▸ **Aim of the task**
Reproduce the passage of the Henschel Hs 129 text below that falls between "The Henschel Hs" and "the Eastern Front.", inclusive.

- A captured Henschel Hs 129 B-1 at Freeman Army Airfield, Indiana, 1946

General information
- Type: Attacker
- National origin: Nazi Germany
- Manufacturer: Henschel
- Status: Retired
- Primary users: Luftwaffe Hungarian Air Force; Romanian Air Force;
- Number built: 865

History
- Manufactured: June 1940 – September 1944
- Introduction date: April 1942
- First flight: 29 May 1939
- Retired: 1945

= Henschel Hs 129 =

German twin engine WWII ground attack aircraft

The Henschel Hs 129 was a ground-attack aircraft designed and produced by the German aircraft manufacturer Henschel Flugzeugwerke AG. Fielded by the Luftwaffe during the Second World War, it saw combat in Tunisia and on the Eastern Front.

During the latter half of 1930s, influenced by the experiences of German Condor Legion during the Spanish Civil War, the Reichsluftfahrtministerium (RLM; "Reich Aviation Ministry") sought a new ground-attack aircraft. The specification required protection from ground-based small arms fire, for which Henschel's design (which was initially designated at the P 46) incorporated a steel "bathtub" with angled fuselage sides and a compact canopy that was fitted with tiny windows. A further requirement of the specification was that the aircraft be powered by engines that were not in demand for other types; accordingly, the Hs 129 was designed to be equipped with low-power German Argus As 410 engines, which were only capable of 465 PS.

On 29 May 1939, the prototype Hs 129 performed its maiden flight. Early flight testing was largely unsatisfactory, the aircraft proving to be underpowered and overweight while offering poor visibility to the pilot. These problems were addressed with a new canopy with more glazing and the more powerful French Gnome-Rhône 14M engine, which could produce up to 700 PS. As such, the Hs 129 A-0 was promptly succeeded by the Hs 129 A-1 and Hs 129 B-1. While Henschel faced competition to fulfil the requirement in the form of the Focke-Wulf Fw 189, the Hs 129 was both smaller and cheaper, and thus continued to hold the RLM's favour. Quantity production of the type was achieved during early 1942.

The Hs 129 was relatively effective when introduced to Luftwaffe service in April 1942. It served on the Eastern Front in a variety of frontline roles. As the conflict progressed, an emphasis on anti-tank support saw the aircraft being continually up-gunned, eventually mounting a 75 mm anti-tank cannon. Only a small number of these Hs 129 B-3 aircraft were produced to see action relatively late in the war. Production of the type peaked in 1943 and finished in September 1944 alongside Nazi Germany's declining military position, although use of the HS 129 continued into the closing months of the conflict.

▸ **Entries**
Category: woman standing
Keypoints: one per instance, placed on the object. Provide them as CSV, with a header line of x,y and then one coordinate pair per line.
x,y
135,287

---

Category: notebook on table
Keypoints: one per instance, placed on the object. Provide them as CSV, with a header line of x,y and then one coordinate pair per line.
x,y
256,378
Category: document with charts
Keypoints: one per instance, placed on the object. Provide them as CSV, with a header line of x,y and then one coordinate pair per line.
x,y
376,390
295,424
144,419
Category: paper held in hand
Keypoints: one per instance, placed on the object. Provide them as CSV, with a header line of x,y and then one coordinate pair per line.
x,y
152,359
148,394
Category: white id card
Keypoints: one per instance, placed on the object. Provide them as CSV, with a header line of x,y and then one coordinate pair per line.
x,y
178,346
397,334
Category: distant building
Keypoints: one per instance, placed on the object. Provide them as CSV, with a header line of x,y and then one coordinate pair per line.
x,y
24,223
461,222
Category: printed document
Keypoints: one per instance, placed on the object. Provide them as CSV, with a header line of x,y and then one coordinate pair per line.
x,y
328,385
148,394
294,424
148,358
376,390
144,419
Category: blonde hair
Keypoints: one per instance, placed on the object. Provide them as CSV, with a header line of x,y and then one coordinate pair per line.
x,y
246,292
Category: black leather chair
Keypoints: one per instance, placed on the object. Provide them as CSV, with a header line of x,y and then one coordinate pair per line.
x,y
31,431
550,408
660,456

---

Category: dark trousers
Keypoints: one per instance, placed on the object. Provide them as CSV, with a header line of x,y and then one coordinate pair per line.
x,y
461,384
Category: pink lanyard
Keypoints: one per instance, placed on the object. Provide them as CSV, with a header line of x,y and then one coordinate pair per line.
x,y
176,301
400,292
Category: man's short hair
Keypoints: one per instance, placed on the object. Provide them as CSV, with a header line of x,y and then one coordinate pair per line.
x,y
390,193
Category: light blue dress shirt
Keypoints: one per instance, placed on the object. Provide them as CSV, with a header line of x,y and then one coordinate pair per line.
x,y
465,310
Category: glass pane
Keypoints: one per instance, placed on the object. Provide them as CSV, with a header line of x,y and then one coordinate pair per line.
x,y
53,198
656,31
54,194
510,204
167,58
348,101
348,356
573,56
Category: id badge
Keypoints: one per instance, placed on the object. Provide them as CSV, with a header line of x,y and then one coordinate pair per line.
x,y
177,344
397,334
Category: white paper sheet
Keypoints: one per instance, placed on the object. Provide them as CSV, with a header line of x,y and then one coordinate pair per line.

▸ **Output for this exercise**
The Henschel Hs 129 was a ground-attack aircraft designed and produced by the German aircraft manufacturer Henschel Flugzeugwerke AG. Fielded by the Luftwaffe during the Second World War, it saw combat in Tunisia and on the Eastern Front.